• SOURCE DOCUMENT:
* start *

Rabbi Israel Spira stood there with his friend, a free-thinker from a Polish town. His friend said: “Spira, jumping over the pit, that’s impossible. Let’s just sit down and end our wretched lives now.”

Rabbi Spira responded: “My friend. Man must obey God. And if it was decreed that we should be here, that pits should be dug, and that we were to be ordered to jump, then, this must be the will of God. So, jump we must, and if we fall, we will reach the World of Truth a second later. So be it. We must jump.”

As the two neared the pit, they could see it was filled with bodies. As they reached the edge, the Rabbi closed his eyes and said in a powerful whisper: “We are jumping!”

And when they opened their eyes, they found themselves on the other side of the pit.

“Spira” cried his friend, “We are alive! We are alive! There is a God! Rebbe, how did you do it?”

Rabbi Spira replied “I was holding onto my ancestral merit, the coattails of my father, my grandfather and my great-grandfather of blessed memory. Tell me my friend, how did you reach the other side of the pit?”

* end *

• DATA SEGMENT:

* start *

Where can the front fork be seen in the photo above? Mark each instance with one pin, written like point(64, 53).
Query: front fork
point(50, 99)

* end *

• EXERCISE TASK 1:
Do statements (a), (b), and (c) agree with the story of Rabbi Spira above? Answer yes or no for each and quote the words from the story that decide it.
(a) Rabbi Spira's friend came from a Polish town.
(b) Rabbi Spira kept his eyes open as they reached the edge of the pit.
(c) The pit was empty.
• EXERCISE TASK 2:
How would you render this sentence from the story of Rabbi Spira in Spanish: "And when they opened their eyes, they found themselves on the other side of the pit."
• EXERCISE TASK 3:
In the story of Rabbi Spira, whose coattails does the Rabbi say he was holding onto?

• COMPLETE RESPONSE 1:
(a) Yes: "a free-thinker from a Polish town"
(b) No: "the Rabbi closed his eyes"
(c) No: "it was filled with bodies"

• COMPLETE RESPONSE 2:
Y cuando abrieron los ojos, se encontraron al otro lado de la fosa.

• COMPLETE RESPONSE 3:
Those of his father, his grandfather, and his great-grandfather.